What is required » Add 42 to every box coordinate in the material between the line containing "For a UI automation task, identify the child" and the end of the material, inclusive. Write out every line in that span, changing nothing else.

(Detection annotation records)
= = = =

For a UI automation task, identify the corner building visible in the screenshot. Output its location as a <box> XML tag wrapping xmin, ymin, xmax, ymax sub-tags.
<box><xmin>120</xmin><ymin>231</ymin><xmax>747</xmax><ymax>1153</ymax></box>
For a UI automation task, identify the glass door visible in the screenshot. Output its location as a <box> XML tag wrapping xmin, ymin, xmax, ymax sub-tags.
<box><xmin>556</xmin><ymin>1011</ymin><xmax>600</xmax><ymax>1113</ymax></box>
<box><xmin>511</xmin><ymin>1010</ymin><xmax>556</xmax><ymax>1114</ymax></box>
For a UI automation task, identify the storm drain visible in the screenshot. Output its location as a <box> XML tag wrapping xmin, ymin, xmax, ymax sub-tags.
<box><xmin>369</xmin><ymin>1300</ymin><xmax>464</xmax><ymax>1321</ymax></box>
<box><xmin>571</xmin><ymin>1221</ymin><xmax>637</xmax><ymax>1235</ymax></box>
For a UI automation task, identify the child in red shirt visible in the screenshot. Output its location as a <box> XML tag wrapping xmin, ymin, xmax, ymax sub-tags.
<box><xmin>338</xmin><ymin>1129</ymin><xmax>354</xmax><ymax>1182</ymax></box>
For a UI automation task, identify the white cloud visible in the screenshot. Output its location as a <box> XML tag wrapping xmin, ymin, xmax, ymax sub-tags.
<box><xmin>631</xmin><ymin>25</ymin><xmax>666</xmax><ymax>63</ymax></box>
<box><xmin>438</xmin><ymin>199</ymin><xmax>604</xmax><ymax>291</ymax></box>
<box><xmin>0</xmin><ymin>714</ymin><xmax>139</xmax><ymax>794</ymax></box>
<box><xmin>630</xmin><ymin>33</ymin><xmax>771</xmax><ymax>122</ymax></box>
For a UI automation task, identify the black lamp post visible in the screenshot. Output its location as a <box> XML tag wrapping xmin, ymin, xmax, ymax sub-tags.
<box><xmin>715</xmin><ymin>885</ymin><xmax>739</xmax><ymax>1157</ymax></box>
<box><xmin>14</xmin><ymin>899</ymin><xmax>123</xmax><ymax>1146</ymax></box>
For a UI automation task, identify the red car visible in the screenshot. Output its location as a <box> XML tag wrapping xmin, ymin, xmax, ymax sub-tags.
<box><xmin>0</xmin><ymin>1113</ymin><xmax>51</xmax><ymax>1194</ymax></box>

= = = =

Solution to the exercise »
For a UI automation task, identify the child in red shirt visible in the screenshot. Output its location as a <box> XML tag wrapping xmin, ymin, xmax, ymax sub-tags.
<box><xmin>380</xmin><ymin>1171</ymin><xmax>396</xmax><ymax>1224</ymax></box>
For a UI automation task, identify the white cloud visible in the screenshot. Output its location as a <box> XML tag wrapping xmin, ymin, xmax, ymax sub-tags.
<box><xmin>673</xmin><ymin>67</ymin><xmax>708</xmax><ymax>105</ymax></box>
<box><xmin>480</xmin><ymin>241</ymin><xmax>646</xmax><ymax>333</ymax></box>
<box><xmin>42</xmin><ymin>756</ymin><xmax>181</xmax><ymax>836</ymax></box>
<box><xmin>672</xmin><ymin>75</ymin><xmax>813</xmax><ymax>164</ymax></box>
For a UI automation task, identify the black lamp post visible in the screenshot. Output its location as a <box> XML tag wrapping xmin, ymin, xmax, ymax sub-tags.
<box><xmin>757</xmin><ymin>927</ymin><xmax>781</xmax><ymax>1199</ymax></box>
<box><xmin>56</xmin><ymin>941</ymin><xmax>165</xmax><ymax>1188</ymax></box>
For a UI automation task, identify the red car visible in the screenshot. Output its location as a <box> XML tag wrapping xmin, ymin, xmax, ymax sub-tags.
<box><xmin>42</xmin><ymin>1155</ymin><xmax>93</xmax><ymax>1236</ymax></box>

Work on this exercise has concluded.